▶ [RECORDS SUPPLIED]

___

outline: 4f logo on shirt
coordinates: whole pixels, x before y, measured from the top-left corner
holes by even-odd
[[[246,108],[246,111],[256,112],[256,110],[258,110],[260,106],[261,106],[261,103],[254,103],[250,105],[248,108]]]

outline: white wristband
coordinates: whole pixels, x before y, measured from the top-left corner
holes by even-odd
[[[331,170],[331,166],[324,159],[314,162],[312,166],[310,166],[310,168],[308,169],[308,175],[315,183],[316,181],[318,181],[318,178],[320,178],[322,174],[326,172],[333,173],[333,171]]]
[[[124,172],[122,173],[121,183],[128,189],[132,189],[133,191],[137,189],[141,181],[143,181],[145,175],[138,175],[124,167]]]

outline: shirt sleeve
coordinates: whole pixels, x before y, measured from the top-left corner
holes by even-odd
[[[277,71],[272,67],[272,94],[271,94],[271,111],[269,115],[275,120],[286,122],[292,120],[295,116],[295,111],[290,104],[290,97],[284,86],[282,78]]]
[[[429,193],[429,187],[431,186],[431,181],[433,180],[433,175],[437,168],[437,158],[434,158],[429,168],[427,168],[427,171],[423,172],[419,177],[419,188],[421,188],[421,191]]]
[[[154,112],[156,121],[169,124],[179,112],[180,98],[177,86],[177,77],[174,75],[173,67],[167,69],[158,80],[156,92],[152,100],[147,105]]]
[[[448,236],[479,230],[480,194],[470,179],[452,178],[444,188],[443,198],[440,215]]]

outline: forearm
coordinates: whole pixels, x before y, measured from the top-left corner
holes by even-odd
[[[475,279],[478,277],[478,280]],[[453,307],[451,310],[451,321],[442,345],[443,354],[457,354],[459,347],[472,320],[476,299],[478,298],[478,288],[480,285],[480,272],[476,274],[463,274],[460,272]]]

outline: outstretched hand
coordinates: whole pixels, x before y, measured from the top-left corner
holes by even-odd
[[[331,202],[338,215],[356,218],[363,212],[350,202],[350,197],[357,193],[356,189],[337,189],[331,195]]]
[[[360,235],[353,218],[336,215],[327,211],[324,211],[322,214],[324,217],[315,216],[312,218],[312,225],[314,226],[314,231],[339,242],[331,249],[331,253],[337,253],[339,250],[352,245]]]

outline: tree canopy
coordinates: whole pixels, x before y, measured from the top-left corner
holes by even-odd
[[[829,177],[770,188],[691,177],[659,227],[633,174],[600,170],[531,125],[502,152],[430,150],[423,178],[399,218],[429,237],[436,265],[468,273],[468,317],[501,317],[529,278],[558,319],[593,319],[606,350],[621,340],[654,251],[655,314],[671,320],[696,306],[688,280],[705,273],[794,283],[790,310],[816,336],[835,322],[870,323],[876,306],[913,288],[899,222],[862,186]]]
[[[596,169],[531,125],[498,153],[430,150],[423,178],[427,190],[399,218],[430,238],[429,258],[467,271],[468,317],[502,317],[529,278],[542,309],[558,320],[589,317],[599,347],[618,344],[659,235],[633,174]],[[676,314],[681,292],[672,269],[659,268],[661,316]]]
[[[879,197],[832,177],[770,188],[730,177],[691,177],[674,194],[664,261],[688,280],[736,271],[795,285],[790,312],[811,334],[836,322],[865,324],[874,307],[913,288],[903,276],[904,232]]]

___

▶ [WORK TO BE COMPLETED] Reproduce each entry above exactly, keeping every word.

▶ [RESULT OF THE EXERCISE]
outline: 4f logo on shirt
coordinates: whole pixels, x before y, measured from the top-left corner
holes by even-odd
[[[246,108],[246,111],[256,112],[256,110],[258,110],[260,106],[261,106],[261,103],[254,103],[250,105],[248,108]]]

outline: white wristband
coordinates: whole pixels, x before y, measured from the top-left corner
holes by even-odd
[[[331,170],[331,166],[324,159],[314,162],[312,166],[310,166],[310,168],[308,169],[308,175],[315,183],[316,181],[318,181],[318,178],[320,178],[322,174],[326,172],[333,173],[333,171]]]
[[[124,172],[122,173],[121,183],[128,189],[132,189],[133,191],[137,189],[141,181],[143,181],[145,175],[138,175],[124,167]]]

outline: shirt sleeve
coordinates: whole pixels, x before y, measured from the top-left corner
holes by even-odd
[[[277,71],[272,67],[272,94],[271,94],[271,111],[269,115],[275,120],[286,122],[292,120],[295,116],[295,111],[290,104],[290,97],[284,86],[282,78]]]
[[[429,193],[429,187],[431,186],[431,181],[433,180],[433,175],[437,168],[437,158],[434,158],[429,168],[427,168],[427,171],[423,172],[419,177],[419,188],[421,188],[421,191]]]
[[[154,112],[156,121],[169,124],[179,112],[180,98],[177,86],[177,77],[174,75],[173,67],[167,69],[158,80],[156,92],[152,100],[147,105]]]
[[[448,236],[479,230],[480,194],[470,179],[452,178],[444,188],[443,198],[440,215]]]

outline: forearm
coordinates: whole pixels, x before y, measured from the top-left corner
holes by even-odd
[[[475,279],[478,277],[478,280]],[[453,307],[451,310],[451,321],[442,345],[443,354],[457,354],[459,347],[472,320],[476,299],[478,298],[478,288],[480,285],[480,272],[476,274],[463,274],[460,272]]]

outline: outstretched hand
coordinates: whole pixels, x before y, measured from the top-left corner
holes by even-odd
[[[331,202],[338,215],[356,218],[363,212],[350,202],[350,197],[357,193],[356,189],[337,189],[331,195]]]
[[[360,235],[353,218],[336,215],[327,211],[324,211],[322,214],[324,217],[315,216],[312,218],[312,225],[314,226],[314,231],[339,242],[331,249],[331,253],[337,253],[339,250],[352,245]]]

outline: tree canopy
coordinates: whole pixels, x before y, measured from the top-left corner
holes by even-odd
[[[829,177],[770,188],[691,177],[659,227],[633,174],[600,170],[531,125],[502,152],[430,150],[423,178],[399,218],[429,237],[436,265],[468,273],[468,317],[501,317],[529,278],[558,319],[593,319],[606,350],[621,340],[654,251],[655,314],[671,320],[696,306],[688,280],[705,273],[794,283],[790,310],[816,336],[835,322],[870,323],[876,306],[913,288],[899,222],[862,186]]]
[[[596,169],[531,125],[498,153],[430,150],[423,178],[427,190],[399,218],[430,238],[429,258],[467,271],[468,317],[502,317],[529,278],[542,309],[558,320],[589,317],[599,347],[618,344],[659,235],[633,174]],[[676,314],[681,292],[672,269],[659,268],[661,316]]]
[[[879,197],[832,177],[770,188],[730,177],[691,177],[674,194],[664,261],[688,280],[736,271],[795,285],[790,312],[811,334],[836,322],[865,324],[874,307],[913,288],[903,276],[904,232]]]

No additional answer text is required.